◆ Source passage ◆
▽

Figure 1 illustrates the theoretical framework developed in this study, showing how the digital economy influences urban living environment through various mechanisms and transmission pathways.
3.2. Variable Description
ULenv (Urban Living Environment Index) Referring to the research by Wei Heqing [
30], this study constructs a comprehensive urban livability evaluation index system, grounded in indicators reflecting the public’s pursuit of a better life, including access to better education, more stable employment, more satisfactory income, more reliable social security, higher-quality healthcare, more comfortable housing conditions, and a cleaner environment. The index system consists of three primary dimensions, Economic Environment (include economic development, housing conditions, resource allocation, infrastructure), Ecological Environment, and Social Environment (include public services, social governance level). As shown in
Table 1, a total of 23 tertiary-level indicators are included. The Entropy Weight Method is applied to construct a composite index of urban living environment, ensuring an objective weighting of indicators based on data variability.

△

◆ Saved entries ◆
▽

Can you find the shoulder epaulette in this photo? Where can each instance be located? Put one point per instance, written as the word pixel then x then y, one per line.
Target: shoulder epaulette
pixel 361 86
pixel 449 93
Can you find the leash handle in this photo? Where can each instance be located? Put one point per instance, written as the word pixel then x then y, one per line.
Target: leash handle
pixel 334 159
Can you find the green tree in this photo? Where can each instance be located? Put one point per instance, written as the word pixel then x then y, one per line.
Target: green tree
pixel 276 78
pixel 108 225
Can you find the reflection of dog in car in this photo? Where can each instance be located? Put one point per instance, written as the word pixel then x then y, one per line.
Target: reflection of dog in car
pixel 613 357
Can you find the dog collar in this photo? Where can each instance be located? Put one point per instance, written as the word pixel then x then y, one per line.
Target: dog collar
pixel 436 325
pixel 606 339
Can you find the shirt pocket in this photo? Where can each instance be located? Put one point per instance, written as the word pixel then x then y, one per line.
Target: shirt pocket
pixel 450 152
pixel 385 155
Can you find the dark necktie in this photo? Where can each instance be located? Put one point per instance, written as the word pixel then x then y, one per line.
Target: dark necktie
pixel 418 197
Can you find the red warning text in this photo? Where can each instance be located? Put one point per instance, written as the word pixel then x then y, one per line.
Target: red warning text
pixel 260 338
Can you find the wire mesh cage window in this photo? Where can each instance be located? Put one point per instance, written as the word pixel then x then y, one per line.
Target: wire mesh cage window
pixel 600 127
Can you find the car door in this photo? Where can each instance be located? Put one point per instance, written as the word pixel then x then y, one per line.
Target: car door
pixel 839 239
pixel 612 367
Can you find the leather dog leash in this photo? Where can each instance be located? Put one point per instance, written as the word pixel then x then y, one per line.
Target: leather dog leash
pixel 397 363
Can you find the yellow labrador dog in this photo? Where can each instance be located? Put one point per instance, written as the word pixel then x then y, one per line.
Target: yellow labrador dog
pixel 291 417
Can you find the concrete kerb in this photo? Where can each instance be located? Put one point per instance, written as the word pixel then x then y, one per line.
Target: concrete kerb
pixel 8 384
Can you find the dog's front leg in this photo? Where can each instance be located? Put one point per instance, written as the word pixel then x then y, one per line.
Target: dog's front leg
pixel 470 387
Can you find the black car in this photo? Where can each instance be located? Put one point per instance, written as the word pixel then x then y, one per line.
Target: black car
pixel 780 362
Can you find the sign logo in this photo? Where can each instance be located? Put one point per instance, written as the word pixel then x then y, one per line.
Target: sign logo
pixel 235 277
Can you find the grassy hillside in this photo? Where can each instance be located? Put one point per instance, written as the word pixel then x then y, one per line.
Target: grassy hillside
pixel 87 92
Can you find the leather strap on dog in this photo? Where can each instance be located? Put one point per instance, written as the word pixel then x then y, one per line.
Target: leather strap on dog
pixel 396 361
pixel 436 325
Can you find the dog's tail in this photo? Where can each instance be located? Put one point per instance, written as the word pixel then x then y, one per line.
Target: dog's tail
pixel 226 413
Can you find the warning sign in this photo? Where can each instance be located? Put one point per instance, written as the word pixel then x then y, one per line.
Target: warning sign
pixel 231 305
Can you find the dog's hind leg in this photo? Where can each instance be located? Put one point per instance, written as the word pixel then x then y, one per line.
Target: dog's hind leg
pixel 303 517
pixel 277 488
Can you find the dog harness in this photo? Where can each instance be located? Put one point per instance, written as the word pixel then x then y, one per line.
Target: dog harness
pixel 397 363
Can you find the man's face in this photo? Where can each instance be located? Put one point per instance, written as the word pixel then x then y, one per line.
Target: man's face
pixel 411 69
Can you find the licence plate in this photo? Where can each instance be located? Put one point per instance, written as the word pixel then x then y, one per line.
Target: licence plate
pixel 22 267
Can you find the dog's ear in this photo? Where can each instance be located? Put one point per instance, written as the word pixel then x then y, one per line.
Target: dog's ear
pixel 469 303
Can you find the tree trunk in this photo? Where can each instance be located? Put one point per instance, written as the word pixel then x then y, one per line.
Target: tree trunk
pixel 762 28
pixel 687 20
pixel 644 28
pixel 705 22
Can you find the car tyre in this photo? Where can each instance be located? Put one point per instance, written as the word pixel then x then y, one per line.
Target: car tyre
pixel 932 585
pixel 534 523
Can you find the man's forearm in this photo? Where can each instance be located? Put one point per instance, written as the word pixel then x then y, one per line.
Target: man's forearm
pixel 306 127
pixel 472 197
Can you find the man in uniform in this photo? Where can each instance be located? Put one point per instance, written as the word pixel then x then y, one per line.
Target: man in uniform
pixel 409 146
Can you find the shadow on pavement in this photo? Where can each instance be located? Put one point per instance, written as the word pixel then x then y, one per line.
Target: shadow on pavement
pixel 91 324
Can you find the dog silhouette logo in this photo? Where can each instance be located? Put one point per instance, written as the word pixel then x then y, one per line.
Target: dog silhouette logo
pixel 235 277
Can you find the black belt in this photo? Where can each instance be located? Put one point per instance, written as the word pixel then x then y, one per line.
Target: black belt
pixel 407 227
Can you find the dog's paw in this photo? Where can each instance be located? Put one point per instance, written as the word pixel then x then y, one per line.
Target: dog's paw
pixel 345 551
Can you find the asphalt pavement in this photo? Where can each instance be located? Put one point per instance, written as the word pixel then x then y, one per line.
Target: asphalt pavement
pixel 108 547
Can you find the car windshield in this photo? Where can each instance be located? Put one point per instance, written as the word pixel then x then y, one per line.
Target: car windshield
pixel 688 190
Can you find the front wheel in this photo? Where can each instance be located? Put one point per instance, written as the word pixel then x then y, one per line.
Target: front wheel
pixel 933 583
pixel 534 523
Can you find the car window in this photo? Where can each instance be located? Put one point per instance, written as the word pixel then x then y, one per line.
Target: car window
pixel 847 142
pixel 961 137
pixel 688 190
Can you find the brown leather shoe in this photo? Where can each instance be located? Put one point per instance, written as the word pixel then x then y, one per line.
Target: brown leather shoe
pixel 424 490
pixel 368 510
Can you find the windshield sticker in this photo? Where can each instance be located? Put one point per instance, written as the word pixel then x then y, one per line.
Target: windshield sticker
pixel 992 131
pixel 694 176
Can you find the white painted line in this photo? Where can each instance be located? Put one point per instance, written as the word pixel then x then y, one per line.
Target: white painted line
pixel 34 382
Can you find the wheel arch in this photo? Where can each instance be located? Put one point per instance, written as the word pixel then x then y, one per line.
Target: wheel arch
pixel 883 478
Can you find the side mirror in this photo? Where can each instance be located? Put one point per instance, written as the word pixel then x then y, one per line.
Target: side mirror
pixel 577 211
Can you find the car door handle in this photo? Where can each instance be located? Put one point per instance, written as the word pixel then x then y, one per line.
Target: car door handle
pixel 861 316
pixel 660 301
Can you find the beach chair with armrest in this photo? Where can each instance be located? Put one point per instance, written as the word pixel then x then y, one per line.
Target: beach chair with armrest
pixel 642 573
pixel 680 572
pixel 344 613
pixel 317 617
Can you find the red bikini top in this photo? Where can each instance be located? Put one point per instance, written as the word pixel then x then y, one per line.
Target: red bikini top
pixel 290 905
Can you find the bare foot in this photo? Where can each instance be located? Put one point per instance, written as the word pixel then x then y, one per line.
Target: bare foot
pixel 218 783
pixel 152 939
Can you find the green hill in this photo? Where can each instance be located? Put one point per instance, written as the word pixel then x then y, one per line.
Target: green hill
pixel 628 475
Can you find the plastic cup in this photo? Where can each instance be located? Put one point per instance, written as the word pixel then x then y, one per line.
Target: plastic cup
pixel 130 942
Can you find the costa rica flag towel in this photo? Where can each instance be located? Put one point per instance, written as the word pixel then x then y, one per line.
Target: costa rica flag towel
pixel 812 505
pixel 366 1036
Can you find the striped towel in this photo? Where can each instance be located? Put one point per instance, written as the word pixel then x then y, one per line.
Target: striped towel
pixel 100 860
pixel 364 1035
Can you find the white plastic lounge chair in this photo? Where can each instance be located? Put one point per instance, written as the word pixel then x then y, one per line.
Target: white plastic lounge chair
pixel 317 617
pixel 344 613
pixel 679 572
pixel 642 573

△

◆ Work order 1 ◆
Answer these from the passage on the urban living environment index:
(a) Which researcher's work does the study refer to when building its index system?
(b) What are the three primary dimensions of the index system?
(c) How many tertiary-level indicators does the system include?
◆ Work order 2 ◆
Carry the passage on the urban living environment index further, starting after its final sentence.

◆ Answer 1 ◆
(a) Wei Heqing
(b) Economic Environment, Ecological Environment, and Social Environment
(c) 23

◆ Answer 2 ◆
Core explanatory variable is Digital economy development index. Drawing on the work of Zhao Tao, et al. [
34], this study adopts a set of fundamental indicators to measure the digital economy, including internet penetration rate, number of employees in internet-related sectors, output of internet-related industries, number of mobile internet users, development of digital inclusive finance, industrial scale, and R&D investment. The entropy weighting method is employed to determine the weights of these indicators. The specific indicators are shown in
Table 2.
Technological progress (RDI): measured by R&D intensity, defined as the ratio of R&D investment to regional GDP.
Public governance (GOV): represented by the natural logarithm of general government budget expenditures.
Behavioral transformation of residents (RB): proxied by the volume of express delivery services in the region.
To more comprehensively analyze the spillover effects of the digital economy on the improvement of urban living environments, several control variables that may influence urban livability are included:
Degree of Openness (odo): Measured by the ratio of total imports and exports to regional GDP.
Government Intervention (dgi): Measured by the ratio of government fiscal expenditure to regional GDP.
Human Capital Level (hc): Measured by the proportion of college students enrolled to the total population.
Scientific Research Input (sci): Measured by the logarithm of the number of scientific researchers in urban areas of each region.
3.3. Data Description
Considering data availability and timeliness, this study selects panel data from 30 provinces in China (excluding Tibet, Hong Kong, Macao, and Taiwan) covering the period from 2012 to 2022.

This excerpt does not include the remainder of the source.